**OBJECTIVE**
Exclude the pictures and return every line exactly as written.

**DATASET RECORDS**

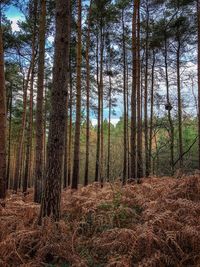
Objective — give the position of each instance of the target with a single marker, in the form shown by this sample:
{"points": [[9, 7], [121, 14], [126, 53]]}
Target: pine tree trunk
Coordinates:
{"points": [[169, 111], [151, 113], [22, 132], [139, 117], [75, 178], [30, 123], [124, 100], [109, 118], [39, 166], [55, 149], [87, 98], [70, 128], [2, 122], [99, 116], [65, 174], [9, 139], [133, 96], [101, 172], [179, 106], [198, 16], [146, 93]]}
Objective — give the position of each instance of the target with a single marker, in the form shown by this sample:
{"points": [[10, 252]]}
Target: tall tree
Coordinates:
{"points": [[88, 97], [75, 178], [55, 148], [198, 17], [39, 109], [28, 163], [2, 120], [133, 95]]}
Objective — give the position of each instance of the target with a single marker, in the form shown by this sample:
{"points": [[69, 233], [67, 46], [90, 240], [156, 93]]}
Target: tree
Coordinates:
{"points": [[75, 177], [88, 97], [2, 120], [39, 109], [55, 148], [198, 20]]}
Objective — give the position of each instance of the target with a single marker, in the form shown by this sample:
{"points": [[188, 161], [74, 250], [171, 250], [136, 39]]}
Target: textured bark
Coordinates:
{"points": [[55, 149], [87, 98], [180, 134], [28, 163], [151, 112], [169, 111], [124, 100], [75, 177], [146, 93], [9, 139], [39, 166], [109, 118], [139, 117], [70, 129], [2, 122], [101, 171], [198, 16], [133, 97], [99, 116], [65, 170], [19, 153]]}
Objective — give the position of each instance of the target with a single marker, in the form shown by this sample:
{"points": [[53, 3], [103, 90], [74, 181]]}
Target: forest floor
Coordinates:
{"points": [[155, 223]]}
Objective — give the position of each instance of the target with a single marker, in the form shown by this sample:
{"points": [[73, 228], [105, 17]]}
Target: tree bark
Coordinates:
{"points": [[139, 117], [2, 121], [87, 98], [198, 19], [75, 178], [30, 123], [55, 149], [124, 100], [133, 96], [39, 166]]}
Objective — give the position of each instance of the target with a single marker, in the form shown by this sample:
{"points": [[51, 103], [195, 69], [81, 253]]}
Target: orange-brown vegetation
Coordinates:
{"points": [[155, 223]]}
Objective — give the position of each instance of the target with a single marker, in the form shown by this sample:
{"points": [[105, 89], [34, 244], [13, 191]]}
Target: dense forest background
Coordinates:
{"points": [[136, 62]]}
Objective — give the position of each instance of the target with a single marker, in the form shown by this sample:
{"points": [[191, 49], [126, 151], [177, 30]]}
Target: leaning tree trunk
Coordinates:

**SOLUTION TO THE EXERCISE**
Objective — give the position of each instance of the target with a single marker, in the form shown by this sample:
{"points": [[9, 7], [121, 14], [126, 53]]}
Target: pine tree trunk
Coordinates:
{"points": [[169, 111], [151, 113], [22, 132], [139, 117], [75, 178], [30, 123], [124, 100], [109, 118], [39, 166], [55, 149], [87, 98], [70, 128], [2, 122], [99, 116], [65, 174], [9, 139], [133, 96], [101, 172], [179, 106], [198, 16], [146, 93]]}
Objective — give the position of each instance of the target with a single marker, in the form shown by this sample:
{"points": [[10, 252]]}
Target: tall tree
Coordinates:
{"points": [[88, 97], [75, 178], [55, 148], [198, 17], [39, 109], [28, 163], [2, 120], [133, 95]]}
Objective — give the position of each instance of the target with a single marker, in the form shown by this sample:
{"points": [[69, 233], [67, 46], [90, 240], [156, 93]]}
Target: tree
Coordinates:
{"points": [[75, 177], [88, 97], [2, 120], [39, 109], [55, 148], [198, 20]]}
Objective — give the position of each instance of the target with a single marker, in the form shown by this sample:
{"points": [[188, 161], [74, 250], [171, 250], [136, 39]]}
Target: textured bark
Coordinates:
{"points": [[55, 149], [87, 98], [180, 134], [28, 163], [151, 112], [169, 111], [124, 100], [75, 177], [146, 93], [9, 139], [39, 166], [109, 118], [139, 117], [70, 129], [2, 122], [101, 171], [198, 16], [133, 97], [99, 116], [65, 170], [19, 153]]}
Objective — give the position of each instance of the target with a single marker, in the form shown by this sample:
{"points": [[53, 3], [103, 90], [74, 181]]}
Target: forest floor
Coordinates:
{"points": [[155, 223]]}
Objective — give the position of each instance of the target with a single marker, in the form shown by this sample:
{"points": [[73, 228], [105, 17]]}
Target: tree bark
Coordinates:
{"points": [[139, 117], [2, 121], [87, 98], [198, 19], [75, 178], [30, 123], [55, 149], [124, 100], [133, 96], [39, 166]]}
Objective — give the position of each instance of the target with a single marker, in the form shown by this sample:
{"points": [[51, 103], [195, 69], [81, 253]]}
Target: orange-brown vegetation
Coordinates:
{"points": [[155, 223]]}
Objective — give the position of each instance of the target with a single marker, in the form shown by this sample:
{"points": [[105, 89], [34, 244], [13, 191]]}
Target: dense forest background
Coordinates:
{"points": [[136, 62]]}
Objective — give the position of each instance of the target with a single marker, in the form shown by this sample:
{"points": [[191, 49], [126, 151], [177, 30]]}
Target: leaning tree trunk
Coordinates:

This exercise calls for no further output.